#### Goal:
Write each line exactly, from the line that holds "task | place a point on the chandelier light" through the final line of the material, and no other line.

====

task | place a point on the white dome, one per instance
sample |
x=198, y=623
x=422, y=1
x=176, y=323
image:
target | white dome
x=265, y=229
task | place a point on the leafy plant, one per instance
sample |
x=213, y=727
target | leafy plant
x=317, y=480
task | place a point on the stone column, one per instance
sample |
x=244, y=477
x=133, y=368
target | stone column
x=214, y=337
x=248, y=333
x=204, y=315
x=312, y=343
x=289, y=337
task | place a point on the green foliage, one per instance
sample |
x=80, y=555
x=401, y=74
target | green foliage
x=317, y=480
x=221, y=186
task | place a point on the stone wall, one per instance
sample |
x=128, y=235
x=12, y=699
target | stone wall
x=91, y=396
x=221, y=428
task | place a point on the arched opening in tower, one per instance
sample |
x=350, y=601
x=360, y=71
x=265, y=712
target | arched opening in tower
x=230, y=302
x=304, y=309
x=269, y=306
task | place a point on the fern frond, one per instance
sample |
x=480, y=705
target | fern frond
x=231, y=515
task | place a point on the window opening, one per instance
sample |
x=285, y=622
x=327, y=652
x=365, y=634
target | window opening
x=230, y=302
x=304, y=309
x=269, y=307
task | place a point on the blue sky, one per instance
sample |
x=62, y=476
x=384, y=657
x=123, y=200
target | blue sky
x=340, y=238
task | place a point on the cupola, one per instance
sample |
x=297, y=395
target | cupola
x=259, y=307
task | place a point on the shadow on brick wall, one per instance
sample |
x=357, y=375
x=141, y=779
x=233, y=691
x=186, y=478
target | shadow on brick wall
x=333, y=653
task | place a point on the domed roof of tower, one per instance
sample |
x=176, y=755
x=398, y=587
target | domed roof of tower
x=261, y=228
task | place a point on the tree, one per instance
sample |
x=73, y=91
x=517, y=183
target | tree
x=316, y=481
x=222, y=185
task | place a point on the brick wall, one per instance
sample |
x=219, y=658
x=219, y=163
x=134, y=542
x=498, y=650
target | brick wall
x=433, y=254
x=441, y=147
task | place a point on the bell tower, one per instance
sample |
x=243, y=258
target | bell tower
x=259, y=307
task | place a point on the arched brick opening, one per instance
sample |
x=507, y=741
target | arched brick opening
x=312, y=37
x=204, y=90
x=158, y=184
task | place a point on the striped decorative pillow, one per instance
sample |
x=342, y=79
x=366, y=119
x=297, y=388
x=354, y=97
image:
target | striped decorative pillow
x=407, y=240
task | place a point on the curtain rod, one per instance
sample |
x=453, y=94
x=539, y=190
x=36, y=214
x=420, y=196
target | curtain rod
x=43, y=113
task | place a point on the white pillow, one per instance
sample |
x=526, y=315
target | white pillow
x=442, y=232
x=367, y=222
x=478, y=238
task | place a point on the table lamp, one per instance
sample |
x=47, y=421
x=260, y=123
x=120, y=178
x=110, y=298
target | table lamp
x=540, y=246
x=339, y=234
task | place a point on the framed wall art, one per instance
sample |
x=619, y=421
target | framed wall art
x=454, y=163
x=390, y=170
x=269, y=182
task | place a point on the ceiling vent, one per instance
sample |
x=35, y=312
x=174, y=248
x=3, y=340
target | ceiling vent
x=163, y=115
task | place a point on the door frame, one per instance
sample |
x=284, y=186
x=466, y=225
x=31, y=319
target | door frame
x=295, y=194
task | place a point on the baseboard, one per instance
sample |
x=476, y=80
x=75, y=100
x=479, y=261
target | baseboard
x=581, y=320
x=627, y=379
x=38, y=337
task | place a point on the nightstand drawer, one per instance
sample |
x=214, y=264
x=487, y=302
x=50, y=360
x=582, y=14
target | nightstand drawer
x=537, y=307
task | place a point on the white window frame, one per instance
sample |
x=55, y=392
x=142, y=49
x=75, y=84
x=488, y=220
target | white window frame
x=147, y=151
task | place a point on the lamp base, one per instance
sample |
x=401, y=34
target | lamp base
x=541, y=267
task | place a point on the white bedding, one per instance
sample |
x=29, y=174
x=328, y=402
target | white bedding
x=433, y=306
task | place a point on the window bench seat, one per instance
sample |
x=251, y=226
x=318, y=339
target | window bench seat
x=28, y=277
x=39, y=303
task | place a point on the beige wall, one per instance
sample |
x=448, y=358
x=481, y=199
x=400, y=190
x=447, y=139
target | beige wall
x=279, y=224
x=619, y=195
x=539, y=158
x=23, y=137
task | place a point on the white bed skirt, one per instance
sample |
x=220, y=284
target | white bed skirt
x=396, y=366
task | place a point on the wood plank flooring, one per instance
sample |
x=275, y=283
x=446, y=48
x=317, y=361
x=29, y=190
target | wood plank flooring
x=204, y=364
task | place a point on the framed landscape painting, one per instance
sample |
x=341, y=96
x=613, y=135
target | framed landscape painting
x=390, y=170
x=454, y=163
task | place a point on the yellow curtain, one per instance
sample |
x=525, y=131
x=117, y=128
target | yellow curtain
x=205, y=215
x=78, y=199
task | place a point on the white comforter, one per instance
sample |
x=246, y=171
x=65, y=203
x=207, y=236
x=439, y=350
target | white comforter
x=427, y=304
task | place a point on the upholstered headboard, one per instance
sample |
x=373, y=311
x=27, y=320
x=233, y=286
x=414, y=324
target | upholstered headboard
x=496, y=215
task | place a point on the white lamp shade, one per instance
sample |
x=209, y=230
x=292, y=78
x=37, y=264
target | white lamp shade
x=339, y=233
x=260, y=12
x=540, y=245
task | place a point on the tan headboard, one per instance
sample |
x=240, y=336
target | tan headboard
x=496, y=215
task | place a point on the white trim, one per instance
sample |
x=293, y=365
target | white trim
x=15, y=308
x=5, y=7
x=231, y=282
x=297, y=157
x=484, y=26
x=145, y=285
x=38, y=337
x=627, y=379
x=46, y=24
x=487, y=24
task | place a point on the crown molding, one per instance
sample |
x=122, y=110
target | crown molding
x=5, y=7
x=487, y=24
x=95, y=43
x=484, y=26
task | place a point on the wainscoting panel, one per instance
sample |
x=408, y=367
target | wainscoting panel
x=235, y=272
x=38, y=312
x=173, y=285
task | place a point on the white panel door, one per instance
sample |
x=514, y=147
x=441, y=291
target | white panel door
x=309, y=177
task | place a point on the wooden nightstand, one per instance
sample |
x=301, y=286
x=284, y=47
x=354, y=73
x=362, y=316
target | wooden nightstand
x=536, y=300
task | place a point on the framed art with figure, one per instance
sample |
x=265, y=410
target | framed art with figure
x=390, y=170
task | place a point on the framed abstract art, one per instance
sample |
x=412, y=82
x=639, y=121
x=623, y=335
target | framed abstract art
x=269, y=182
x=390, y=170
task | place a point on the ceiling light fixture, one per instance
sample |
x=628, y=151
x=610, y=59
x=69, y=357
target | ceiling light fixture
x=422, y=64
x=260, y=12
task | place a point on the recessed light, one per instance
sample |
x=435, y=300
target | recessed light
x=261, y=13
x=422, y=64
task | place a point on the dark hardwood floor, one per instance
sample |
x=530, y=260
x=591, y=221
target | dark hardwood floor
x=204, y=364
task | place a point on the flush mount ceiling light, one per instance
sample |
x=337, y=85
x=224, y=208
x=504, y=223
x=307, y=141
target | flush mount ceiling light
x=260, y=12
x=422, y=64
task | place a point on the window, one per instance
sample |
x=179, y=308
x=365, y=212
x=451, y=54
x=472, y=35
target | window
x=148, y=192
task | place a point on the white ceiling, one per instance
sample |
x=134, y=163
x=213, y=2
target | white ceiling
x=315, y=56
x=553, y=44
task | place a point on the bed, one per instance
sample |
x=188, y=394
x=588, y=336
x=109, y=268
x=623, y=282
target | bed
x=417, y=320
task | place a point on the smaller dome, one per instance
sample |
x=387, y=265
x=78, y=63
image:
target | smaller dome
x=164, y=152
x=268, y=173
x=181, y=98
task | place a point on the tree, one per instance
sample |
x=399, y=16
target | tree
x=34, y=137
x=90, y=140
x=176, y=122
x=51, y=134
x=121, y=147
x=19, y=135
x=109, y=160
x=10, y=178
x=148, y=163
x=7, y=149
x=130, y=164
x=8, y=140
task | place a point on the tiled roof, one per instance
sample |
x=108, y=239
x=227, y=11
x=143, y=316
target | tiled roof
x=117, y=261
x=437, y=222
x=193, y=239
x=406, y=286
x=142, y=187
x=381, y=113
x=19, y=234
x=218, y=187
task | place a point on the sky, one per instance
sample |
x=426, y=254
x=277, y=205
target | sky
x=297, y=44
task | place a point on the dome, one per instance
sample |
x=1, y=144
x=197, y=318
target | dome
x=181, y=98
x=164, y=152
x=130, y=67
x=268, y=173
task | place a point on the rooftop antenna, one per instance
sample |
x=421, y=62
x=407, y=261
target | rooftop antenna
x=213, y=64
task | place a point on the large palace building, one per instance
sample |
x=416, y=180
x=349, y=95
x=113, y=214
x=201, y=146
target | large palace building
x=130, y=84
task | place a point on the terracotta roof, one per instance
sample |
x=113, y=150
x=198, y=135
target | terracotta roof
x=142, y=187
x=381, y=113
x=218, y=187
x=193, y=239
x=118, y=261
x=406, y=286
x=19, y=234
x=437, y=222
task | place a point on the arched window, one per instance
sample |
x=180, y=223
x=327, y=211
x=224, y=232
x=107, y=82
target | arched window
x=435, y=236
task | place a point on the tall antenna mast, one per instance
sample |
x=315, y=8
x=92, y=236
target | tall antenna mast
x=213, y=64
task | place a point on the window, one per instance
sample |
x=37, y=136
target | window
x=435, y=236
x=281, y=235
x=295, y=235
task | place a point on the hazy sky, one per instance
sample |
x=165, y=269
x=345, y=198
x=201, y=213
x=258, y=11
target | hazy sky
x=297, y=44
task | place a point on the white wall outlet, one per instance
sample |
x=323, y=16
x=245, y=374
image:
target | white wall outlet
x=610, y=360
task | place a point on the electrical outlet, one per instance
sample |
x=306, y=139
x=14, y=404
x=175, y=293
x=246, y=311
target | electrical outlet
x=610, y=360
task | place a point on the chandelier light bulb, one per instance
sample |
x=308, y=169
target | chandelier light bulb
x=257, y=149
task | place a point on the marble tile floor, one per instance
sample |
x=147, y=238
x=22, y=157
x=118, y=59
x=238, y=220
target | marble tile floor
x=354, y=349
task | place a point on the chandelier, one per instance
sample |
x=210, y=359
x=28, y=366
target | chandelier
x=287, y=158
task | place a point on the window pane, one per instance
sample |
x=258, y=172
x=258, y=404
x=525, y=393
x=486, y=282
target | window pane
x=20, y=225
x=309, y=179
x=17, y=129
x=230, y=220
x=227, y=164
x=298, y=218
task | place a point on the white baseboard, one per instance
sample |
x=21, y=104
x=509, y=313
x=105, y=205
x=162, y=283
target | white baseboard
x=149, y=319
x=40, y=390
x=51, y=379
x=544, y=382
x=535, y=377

====

#### Written reply:
task | place a point on the chandelier light bulb, one per instance
sample |
x=308, y=169
target | chandelier light bulb
x=257, y=149
task | place a point on the marble tile floor, one per instance
sample |
x=147, y=238
x=22, y=157
x=118, y=59
x=238, y=220
target | marble tile floor
x=354, y=349
task | place a point on the chandelier, one per instance
sample |
x=210, y=359
x=28, y=366
target | chandelier
x=287, y=158
task | place a point on the window pane, one per instance
sample |
x=258, y=172
x=258, y=404
x=525, y=393
x=486, y=282
target | window pane
x=20, y=225
x=309, y=179
x=17, y=129
x=230, y=220
x=227, y=164
x=298, y=218
task | place a point on the white baseboard, one per instance
sample |
x=21, y=104
x=509, y=313
x=105, y=205
x=162, y=283
target | white baseboard
x=149, y=319
x=40, y=390
x=51, y=379
x=544, y=382
x=535, y=377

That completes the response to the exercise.